_Given passage_
● ● ● ●
The Bare Minimum You Need to Know about Types

Type signatures are often optional in the presence of type inference, though recommended.

f :: Integer -> Integer
f x = x + 1

Expressions can have rigid type signatures

f = 3 :: Integer

The type operator (->) is right associative:

a -> a -> a 
a -> (a -> a)

Type variables in the signature are polymorphic

id :: forall a. a -> a

forall is usually implicit.

id :: a -> a
id x = x

All functions take 1 argument, which may return another function or a value.

const :: forall a b. a -> b -> a
const x y = x

The function (const 3) returns a function which will always return 3.

f :: b -> Int
f = const 3 

Equality constraints on type variables are propagated across the whole signature through a process called unification. The implementation of this typing scheme is called parametric polymorphism.

map :: forall a b. (a -> b) -> [a] -> [b]
g :: [Int] -> [Int]
g = map (+1)

We can rename compound types with type synonyms, GHC will expand them out when needed.

type String = [Char]

Type constructors are "functions" for types, they can be parameterized by type variables.

data Bool = False | True 
data Either a b = Left a | Right b
a :: Either Bool b
a = Left True

b :: Either a String
b = Right "foo"

Certain types have syntactic sugar.

data List a = Nil | Cons a (List a)
data [a] = [] | a : [a]  -- pseudocode

data Tuple a b = MkTuple a b
data (a,b) = (a,b) -- pseudocode

data () = () -- pseudocode

Types also have types called kinds. Haskell only has one type of types (*).

Int :: *
[] :: * -> *
(->) :: * -> * -> *
Maybe :: * -> *
Either :: * -> * -> *

Type constructors build up data structures, pattern matching tears down data structures.

head :: [a] -> a
head (x:xs) = x

tail :: [a] -> [a]
tail (x:xs) = xs
either :: (a -> c) -> (b -> c) -> Either a b -> c
either f g (Left x)  =  f x
either f g (Right y) =  g y

Pattern matching and case statements are equivelant.
● ● ● ●
_Information supplied_

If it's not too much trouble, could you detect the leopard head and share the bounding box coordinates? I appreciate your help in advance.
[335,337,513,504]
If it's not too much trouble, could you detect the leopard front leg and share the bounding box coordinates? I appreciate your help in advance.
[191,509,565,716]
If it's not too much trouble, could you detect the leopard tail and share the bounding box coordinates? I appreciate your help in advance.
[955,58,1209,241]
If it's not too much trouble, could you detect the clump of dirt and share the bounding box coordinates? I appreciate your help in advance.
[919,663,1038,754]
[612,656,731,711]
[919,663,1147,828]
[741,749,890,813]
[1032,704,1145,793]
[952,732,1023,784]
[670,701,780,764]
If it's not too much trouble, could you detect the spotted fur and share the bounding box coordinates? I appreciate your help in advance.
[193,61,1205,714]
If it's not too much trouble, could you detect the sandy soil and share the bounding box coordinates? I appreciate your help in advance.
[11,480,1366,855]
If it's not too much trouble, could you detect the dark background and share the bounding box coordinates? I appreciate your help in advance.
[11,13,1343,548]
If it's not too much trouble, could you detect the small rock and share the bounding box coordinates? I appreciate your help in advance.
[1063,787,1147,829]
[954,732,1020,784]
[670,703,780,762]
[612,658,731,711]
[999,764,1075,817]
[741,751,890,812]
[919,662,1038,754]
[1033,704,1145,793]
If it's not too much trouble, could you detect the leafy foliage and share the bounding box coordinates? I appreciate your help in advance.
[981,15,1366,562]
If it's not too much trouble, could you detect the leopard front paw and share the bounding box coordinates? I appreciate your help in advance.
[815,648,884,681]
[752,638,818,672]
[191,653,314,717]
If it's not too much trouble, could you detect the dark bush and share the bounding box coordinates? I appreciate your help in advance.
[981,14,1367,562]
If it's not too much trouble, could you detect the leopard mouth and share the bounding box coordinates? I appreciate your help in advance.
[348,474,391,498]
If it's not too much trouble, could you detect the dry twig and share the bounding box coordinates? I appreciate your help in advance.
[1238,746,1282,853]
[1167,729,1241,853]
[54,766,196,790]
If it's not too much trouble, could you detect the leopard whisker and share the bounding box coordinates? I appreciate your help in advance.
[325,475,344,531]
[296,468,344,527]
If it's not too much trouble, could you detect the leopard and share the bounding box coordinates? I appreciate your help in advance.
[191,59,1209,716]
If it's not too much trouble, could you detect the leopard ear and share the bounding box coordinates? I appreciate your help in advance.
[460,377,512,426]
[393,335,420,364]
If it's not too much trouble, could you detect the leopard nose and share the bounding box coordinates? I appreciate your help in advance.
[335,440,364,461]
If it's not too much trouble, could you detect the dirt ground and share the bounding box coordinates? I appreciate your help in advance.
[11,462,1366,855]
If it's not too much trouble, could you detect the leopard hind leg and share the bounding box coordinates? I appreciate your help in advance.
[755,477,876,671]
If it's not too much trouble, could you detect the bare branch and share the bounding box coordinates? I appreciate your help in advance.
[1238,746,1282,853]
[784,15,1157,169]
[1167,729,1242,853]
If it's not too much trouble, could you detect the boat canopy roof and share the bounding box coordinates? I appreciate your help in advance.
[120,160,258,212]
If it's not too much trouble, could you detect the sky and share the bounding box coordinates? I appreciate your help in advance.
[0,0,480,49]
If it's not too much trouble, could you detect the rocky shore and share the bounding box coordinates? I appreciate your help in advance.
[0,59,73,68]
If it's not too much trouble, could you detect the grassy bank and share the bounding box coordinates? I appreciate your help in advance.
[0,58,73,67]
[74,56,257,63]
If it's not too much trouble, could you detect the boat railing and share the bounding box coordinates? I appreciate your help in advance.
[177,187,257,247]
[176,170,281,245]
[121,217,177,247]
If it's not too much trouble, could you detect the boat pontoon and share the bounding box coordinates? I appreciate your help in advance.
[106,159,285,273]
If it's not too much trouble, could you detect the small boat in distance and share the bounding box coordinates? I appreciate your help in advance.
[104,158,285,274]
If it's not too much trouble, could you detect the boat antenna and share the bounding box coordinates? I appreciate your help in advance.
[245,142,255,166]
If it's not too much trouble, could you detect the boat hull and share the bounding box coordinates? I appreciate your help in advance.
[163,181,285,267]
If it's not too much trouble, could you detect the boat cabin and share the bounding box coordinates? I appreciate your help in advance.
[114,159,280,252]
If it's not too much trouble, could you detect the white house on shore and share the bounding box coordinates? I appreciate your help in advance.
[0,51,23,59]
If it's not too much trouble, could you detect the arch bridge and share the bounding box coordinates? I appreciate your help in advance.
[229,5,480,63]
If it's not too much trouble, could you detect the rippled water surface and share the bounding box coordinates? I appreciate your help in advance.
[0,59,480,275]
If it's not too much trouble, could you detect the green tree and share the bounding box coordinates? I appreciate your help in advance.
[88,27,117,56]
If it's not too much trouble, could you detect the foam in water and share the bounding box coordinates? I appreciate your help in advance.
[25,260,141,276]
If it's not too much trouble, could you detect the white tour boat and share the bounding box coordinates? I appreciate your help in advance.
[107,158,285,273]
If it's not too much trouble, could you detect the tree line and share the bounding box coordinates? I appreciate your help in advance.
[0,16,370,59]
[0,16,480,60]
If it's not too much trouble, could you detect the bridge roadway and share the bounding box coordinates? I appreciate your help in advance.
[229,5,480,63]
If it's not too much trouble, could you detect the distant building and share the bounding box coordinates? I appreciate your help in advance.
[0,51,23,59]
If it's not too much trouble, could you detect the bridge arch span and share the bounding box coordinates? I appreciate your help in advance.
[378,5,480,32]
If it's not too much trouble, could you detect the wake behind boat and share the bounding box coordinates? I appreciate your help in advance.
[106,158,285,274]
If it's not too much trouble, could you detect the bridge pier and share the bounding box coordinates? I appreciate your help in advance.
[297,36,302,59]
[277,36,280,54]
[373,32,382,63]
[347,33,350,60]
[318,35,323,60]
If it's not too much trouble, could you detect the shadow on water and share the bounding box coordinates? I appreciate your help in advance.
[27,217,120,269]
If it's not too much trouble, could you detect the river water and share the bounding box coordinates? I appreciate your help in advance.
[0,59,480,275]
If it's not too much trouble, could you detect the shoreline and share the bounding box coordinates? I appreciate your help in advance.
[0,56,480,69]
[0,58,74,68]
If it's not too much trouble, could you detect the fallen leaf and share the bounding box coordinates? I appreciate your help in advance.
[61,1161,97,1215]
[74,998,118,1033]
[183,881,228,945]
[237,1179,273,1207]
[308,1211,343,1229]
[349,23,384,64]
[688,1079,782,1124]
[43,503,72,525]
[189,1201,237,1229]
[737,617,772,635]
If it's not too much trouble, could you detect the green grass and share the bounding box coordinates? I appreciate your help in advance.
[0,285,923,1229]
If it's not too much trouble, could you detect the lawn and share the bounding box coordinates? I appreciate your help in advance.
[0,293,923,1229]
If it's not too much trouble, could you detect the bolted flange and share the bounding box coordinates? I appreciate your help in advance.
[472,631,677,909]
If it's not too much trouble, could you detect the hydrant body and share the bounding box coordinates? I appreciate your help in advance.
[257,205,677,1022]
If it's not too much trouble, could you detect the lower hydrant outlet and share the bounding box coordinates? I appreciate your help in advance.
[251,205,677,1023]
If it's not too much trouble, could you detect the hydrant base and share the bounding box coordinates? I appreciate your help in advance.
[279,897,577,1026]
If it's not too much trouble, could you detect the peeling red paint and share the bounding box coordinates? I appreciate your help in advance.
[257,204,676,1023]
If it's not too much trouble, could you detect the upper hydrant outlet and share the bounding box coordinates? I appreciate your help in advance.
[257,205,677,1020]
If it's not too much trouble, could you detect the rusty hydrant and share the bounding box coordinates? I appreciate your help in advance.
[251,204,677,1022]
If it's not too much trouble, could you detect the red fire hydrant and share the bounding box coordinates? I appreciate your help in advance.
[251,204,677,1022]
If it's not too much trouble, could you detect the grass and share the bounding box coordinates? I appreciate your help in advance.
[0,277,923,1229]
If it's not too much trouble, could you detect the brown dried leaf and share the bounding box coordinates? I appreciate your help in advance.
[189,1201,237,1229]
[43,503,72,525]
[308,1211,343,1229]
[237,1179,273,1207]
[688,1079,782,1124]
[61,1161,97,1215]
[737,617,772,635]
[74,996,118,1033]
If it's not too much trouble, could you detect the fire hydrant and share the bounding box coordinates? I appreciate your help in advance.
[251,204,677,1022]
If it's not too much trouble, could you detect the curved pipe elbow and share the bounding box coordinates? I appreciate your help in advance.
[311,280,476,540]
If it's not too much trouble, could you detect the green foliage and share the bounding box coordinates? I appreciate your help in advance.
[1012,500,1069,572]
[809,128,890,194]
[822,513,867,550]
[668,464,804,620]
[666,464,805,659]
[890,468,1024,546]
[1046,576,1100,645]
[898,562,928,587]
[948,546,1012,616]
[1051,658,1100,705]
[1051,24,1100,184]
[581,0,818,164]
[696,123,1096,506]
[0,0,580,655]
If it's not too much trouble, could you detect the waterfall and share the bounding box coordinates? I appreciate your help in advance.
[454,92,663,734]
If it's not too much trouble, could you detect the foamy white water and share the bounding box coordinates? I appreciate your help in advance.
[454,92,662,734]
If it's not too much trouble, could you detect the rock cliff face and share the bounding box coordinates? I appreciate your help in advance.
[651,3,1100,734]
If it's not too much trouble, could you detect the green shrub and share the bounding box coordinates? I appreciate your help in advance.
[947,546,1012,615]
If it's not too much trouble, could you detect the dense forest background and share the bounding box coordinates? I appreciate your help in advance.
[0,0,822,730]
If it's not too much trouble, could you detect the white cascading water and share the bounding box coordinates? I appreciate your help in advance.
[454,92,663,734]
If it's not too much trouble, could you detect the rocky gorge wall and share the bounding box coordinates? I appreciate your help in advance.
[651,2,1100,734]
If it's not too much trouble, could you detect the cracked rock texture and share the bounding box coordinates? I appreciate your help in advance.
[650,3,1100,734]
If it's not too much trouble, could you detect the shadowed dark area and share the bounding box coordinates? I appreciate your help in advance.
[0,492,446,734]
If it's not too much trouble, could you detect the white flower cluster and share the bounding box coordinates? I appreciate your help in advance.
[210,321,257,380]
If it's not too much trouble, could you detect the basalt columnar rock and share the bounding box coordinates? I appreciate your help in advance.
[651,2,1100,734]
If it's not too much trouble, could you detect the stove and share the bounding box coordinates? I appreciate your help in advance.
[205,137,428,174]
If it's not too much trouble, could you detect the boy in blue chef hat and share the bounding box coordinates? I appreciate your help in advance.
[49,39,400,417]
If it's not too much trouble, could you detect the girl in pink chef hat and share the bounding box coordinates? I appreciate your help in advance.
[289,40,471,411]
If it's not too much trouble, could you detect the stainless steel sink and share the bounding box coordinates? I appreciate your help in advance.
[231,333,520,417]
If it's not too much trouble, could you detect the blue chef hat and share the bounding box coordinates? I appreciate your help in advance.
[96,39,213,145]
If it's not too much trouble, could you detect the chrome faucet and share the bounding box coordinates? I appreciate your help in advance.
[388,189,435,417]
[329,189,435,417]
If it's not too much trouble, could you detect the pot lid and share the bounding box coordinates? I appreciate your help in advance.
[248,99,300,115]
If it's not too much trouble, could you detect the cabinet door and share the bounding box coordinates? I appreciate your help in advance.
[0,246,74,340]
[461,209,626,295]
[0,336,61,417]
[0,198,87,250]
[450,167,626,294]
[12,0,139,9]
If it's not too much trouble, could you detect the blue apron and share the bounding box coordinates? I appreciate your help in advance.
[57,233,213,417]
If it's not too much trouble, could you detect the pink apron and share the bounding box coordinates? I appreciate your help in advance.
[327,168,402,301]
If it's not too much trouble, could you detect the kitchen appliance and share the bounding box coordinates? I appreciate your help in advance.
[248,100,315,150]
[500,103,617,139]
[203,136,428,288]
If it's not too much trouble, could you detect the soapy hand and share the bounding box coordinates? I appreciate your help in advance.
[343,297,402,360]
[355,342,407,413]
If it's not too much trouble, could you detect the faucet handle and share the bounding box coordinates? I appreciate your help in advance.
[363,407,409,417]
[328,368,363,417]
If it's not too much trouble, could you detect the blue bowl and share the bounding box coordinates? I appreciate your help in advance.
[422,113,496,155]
● ● ● ●
_Instructions_
1. Answer these from the Haskell types text, one line each:
(a) Which way is the type operator (->) associative?
(b) What is the implementation of the typing scheme built on unification called?
(c) How many types of types does Haskell have?
2. Translate this sentence from the Haskell types text into Spanish: "All functions take 1 argument, which may return another function or a value."
3. Print the part of the Haskell types text between "id :: forall" and "always return 3.", inclusive.

_Problem solutions_
1.
(a) Right associative.
(b) Parametric polymorphism.
(c) Only one, written (*).

2. Todas las funciones toman 1 argumento, que puede devolver otra función o un valor.

3.
id :: forall a. a -> a

forall is usually implicit.

id :: a -> a
id x = x

All functions take 1 argument, which may return another function or a value.

const :: forall a b. a -> b -> a
const x y = x

The function (const 3) returns a function which will always return 3.